> **Exercise objective**: Could the lines from the one with "One point lands on each instance of the parking" through the end of the listing be restated exactly, with nothing else included?

━━━━━━

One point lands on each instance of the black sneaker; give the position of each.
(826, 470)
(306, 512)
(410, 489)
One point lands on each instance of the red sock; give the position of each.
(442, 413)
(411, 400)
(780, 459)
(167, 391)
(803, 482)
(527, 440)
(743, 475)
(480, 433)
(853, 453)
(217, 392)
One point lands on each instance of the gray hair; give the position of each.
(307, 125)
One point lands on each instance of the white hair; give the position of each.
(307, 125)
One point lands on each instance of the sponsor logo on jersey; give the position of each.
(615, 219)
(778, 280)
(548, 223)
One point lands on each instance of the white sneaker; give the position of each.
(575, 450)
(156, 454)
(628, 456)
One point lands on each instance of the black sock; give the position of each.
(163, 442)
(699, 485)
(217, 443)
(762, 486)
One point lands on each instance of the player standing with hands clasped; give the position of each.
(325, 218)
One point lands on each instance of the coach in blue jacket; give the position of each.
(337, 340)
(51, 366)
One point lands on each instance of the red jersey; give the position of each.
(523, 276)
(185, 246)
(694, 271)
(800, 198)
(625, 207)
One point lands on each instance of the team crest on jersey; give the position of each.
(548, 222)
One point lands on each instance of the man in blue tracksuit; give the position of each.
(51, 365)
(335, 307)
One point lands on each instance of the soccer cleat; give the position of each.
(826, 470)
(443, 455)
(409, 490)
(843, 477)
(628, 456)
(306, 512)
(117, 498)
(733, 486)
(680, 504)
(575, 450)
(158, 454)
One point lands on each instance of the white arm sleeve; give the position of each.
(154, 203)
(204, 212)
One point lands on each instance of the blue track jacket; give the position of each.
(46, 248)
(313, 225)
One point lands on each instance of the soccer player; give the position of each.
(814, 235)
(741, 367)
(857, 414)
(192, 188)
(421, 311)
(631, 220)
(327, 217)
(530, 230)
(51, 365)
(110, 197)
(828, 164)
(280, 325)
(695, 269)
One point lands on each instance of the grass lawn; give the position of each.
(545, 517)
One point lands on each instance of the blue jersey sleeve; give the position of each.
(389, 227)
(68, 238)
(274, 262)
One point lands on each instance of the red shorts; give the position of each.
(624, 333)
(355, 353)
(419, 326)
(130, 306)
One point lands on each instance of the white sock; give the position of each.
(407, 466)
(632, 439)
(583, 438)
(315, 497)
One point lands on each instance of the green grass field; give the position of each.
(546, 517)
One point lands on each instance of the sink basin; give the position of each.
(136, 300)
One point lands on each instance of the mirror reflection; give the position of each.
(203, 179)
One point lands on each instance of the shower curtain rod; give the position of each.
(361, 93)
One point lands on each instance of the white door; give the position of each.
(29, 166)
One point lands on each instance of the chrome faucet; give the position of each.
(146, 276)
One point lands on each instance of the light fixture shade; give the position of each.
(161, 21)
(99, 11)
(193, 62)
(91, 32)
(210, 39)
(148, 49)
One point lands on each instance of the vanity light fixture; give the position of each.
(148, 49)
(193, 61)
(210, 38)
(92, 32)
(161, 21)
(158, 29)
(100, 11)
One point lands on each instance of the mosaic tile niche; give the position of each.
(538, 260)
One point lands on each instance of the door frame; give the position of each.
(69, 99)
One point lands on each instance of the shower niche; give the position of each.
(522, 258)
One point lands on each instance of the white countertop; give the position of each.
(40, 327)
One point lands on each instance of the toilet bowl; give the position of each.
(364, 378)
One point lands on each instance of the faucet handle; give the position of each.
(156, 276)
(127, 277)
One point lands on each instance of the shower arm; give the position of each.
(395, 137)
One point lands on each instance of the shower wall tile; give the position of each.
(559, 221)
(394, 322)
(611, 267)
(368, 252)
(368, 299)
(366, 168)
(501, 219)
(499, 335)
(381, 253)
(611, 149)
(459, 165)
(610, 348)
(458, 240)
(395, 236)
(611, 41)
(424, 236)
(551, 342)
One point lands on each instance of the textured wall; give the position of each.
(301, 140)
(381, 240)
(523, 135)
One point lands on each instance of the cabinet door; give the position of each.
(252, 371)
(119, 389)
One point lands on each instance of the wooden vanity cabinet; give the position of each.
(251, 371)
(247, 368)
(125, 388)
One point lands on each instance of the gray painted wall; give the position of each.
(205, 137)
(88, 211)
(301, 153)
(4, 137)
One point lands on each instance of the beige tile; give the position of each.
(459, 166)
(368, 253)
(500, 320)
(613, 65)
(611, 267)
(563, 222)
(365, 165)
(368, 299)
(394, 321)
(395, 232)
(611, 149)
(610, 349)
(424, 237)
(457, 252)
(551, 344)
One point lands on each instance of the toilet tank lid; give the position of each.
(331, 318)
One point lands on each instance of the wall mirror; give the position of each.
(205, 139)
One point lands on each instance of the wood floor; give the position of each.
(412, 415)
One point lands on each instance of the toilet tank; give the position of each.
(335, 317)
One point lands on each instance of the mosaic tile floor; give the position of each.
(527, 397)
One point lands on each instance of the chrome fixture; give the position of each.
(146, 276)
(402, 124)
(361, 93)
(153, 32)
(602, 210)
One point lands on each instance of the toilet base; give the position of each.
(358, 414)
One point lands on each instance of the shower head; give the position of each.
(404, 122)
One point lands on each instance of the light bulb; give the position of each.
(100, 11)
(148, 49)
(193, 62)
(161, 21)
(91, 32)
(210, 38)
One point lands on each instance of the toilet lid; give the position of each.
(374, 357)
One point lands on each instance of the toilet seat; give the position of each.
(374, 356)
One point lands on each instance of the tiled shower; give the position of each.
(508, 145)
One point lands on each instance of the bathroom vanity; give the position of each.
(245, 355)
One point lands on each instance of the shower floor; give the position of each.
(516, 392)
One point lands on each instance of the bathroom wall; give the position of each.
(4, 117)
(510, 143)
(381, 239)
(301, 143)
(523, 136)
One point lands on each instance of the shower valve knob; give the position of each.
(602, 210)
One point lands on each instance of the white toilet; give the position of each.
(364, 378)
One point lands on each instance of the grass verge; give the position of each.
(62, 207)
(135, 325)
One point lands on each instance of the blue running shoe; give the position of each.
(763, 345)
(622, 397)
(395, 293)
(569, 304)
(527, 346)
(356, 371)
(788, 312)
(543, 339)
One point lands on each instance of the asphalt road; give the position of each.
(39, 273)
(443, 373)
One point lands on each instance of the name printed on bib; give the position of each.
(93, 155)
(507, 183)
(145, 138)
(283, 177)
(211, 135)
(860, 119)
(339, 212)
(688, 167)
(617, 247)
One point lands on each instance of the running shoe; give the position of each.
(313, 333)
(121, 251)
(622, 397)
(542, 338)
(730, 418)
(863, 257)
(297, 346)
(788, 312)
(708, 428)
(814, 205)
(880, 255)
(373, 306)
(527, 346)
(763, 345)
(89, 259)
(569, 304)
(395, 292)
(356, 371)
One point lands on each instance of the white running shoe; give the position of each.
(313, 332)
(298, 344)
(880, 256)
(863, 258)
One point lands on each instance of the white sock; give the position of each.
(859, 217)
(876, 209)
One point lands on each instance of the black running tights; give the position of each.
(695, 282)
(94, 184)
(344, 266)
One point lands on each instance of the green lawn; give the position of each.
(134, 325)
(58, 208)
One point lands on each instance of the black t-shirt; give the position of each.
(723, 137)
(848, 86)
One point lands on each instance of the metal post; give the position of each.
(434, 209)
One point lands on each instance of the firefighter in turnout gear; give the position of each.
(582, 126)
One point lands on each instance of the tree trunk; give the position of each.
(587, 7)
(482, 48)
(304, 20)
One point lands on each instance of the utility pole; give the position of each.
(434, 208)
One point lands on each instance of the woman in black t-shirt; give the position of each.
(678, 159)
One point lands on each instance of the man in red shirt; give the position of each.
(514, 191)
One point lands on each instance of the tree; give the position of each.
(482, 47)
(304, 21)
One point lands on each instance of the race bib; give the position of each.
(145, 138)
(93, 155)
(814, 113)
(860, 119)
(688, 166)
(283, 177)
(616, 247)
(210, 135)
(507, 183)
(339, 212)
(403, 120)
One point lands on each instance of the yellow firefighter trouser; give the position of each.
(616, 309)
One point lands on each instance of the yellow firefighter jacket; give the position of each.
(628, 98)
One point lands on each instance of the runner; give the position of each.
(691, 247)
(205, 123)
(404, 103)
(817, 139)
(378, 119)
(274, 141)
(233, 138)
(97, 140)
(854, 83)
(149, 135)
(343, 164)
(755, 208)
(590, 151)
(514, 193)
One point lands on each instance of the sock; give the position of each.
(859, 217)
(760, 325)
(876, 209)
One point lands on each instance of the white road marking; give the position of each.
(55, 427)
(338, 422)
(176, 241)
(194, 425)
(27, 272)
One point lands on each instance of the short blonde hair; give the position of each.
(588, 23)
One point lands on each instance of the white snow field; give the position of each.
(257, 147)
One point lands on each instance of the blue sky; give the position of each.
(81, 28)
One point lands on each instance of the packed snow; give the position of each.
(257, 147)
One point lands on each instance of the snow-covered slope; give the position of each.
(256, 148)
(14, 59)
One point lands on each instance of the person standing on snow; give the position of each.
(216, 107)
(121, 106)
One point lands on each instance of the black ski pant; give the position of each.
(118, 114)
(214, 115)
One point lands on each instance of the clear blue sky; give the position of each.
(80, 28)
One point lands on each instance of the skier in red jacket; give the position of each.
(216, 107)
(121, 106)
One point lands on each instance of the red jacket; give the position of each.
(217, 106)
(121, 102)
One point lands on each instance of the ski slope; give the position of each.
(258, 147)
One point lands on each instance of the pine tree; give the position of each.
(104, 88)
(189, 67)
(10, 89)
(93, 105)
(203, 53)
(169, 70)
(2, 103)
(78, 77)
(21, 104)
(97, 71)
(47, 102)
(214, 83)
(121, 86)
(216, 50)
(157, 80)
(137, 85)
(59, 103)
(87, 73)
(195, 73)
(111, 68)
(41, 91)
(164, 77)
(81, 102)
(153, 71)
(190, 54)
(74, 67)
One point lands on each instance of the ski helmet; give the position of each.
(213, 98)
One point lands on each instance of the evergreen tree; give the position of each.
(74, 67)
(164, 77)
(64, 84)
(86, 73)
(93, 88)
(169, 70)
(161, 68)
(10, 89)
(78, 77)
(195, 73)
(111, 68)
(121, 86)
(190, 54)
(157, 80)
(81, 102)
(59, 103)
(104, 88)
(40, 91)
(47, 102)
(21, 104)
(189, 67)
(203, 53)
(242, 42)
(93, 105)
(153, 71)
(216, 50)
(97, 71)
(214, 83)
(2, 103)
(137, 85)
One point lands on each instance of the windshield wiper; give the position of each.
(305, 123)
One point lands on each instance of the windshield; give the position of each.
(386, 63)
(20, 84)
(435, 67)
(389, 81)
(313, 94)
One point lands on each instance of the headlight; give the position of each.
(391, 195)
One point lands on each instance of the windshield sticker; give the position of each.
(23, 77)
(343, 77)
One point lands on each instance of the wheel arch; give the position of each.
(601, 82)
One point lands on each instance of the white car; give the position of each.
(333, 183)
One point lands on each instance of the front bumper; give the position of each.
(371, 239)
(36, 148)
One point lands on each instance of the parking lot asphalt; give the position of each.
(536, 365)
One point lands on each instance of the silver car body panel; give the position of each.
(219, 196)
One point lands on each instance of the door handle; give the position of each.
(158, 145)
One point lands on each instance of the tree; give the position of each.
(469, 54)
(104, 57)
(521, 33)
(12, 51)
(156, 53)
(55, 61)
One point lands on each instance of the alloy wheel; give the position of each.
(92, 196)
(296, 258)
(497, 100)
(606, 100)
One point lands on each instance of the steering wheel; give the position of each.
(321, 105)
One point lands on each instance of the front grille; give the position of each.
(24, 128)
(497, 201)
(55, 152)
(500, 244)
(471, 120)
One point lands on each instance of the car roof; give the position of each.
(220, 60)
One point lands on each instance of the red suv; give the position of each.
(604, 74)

━━━━━━

> **Task result**:
One point lands on each instance of the parking lot asphalt; give the position of each.
(536, 365)
One point lands on each instance of the silver car body panel; give the position of each.
(219, 196)
One point lands on each instance of the door handle; give the position of each.
(158, 145)
One point lands on each instance of the tree; give the position of each.
(469, 54)
(104, 57)
(521, 33)
(12, 51)
(156, 53)
(55, 61)
One point lands on each instance of the alloy wheel; give the position of each.
(92, 196)
(296, 258)
(497, 100)
(606, 100)
One point lands on each instance of the steering wheel; give the position of each.
(321, 105)
One point lands on each instance of the front grille; give the position of each.
(24, 128)
(497, 201)
(55, 152)
(500, 244)
(471, 120)
One point lands on each instance of the car roof; give the position of each.
(220, 60)
One point lands on each instance of the red suv; give the position of each.
(604, 74)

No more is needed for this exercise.